## DESCRIZIONE DEL PROBLEMA
Per favore, riscrivi per intero le righe a partire da quella che contiene "Put a dot on the ceiling" e fino alla fine delle righe, spostando di -84 ogni coordinata delle risposte e lasciando invariato tutto il resto.

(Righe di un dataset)
■ ■ ■ ■ ■

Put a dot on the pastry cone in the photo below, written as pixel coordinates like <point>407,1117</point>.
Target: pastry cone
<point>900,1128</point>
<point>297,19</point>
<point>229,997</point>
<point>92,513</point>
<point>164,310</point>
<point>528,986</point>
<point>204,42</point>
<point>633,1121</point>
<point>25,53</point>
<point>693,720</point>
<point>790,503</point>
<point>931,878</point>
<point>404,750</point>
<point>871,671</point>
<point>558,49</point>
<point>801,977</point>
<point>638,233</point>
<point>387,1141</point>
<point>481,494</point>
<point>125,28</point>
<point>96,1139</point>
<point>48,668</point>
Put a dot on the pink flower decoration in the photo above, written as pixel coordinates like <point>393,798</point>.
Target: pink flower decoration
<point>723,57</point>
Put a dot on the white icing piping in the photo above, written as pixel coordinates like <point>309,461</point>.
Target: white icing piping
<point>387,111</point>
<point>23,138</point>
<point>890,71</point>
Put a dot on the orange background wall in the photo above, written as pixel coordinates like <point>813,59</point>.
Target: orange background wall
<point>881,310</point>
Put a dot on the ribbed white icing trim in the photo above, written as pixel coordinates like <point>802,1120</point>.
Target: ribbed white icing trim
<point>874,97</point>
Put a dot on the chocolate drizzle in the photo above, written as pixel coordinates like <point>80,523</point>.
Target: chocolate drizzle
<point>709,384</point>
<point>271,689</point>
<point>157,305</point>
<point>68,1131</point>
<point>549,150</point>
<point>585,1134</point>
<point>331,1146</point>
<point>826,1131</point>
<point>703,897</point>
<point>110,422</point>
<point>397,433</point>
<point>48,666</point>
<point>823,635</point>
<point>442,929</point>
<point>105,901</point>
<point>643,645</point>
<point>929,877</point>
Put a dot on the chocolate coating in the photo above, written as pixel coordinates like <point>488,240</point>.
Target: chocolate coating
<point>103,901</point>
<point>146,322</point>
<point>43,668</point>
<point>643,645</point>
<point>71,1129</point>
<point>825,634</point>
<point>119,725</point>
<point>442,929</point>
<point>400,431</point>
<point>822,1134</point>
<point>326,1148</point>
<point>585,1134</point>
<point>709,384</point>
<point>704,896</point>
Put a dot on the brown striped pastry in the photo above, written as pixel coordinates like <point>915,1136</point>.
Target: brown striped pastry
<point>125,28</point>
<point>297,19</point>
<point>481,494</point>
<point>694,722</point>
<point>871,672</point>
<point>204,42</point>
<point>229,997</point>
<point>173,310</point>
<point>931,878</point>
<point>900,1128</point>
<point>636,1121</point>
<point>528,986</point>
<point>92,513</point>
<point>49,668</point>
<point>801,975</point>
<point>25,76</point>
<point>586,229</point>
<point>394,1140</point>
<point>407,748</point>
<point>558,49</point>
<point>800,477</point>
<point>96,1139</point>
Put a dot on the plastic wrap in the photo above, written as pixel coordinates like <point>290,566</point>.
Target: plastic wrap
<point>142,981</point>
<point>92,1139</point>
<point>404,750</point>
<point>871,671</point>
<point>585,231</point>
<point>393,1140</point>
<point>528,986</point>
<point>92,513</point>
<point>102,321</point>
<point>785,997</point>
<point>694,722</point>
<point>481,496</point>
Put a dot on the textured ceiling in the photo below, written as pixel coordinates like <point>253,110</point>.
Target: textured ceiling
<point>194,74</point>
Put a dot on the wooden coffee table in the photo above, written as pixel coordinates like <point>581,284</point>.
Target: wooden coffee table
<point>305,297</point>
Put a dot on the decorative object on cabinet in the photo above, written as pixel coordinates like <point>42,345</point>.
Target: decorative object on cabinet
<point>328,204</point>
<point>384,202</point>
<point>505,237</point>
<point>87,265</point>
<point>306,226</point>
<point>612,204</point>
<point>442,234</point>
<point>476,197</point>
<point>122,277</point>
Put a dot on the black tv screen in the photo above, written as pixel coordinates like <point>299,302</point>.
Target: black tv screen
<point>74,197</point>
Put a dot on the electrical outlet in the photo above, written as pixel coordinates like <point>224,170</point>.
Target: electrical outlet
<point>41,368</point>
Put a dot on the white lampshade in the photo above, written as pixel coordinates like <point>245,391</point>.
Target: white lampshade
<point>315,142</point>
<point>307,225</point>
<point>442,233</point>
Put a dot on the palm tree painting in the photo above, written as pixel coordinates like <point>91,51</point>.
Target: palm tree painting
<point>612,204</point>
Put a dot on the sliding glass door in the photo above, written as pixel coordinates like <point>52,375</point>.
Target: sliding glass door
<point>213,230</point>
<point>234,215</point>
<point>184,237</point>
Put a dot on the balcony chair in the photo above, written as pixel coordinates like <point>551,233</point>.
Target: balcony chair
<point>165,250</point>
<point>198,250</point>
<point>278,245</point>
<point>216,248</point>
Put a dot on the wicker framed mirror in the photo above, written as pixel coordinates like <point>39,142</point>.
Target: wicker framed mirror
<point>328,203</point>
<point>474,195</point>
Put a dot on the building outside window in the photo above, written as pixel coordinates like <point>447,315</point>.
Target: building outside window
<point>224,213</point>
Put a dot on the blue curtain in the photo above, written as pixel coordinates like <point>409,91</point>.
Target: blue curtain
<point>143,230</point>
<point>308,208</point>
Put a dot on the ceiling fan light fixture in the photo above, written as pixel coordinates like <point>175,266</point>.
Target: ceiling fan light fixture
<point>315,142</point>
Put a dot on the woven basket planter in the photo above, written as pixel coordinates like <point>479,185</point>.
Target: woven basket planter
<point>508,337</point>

■ ■ ■ ■ ■

## RISPOSTA SCRITTA
Put a dot on the ceiling fan light fixture in the photo above, written as pixel coordinates like <point>175,266</point>.
Target: ceiling fan light fixture
<point>231,58</point>
Put a dot on the woven basket planter in the photo above, written as pixel coordinates like <point>479,185</point>.
Target: woven basket planter
<point>424,253</point>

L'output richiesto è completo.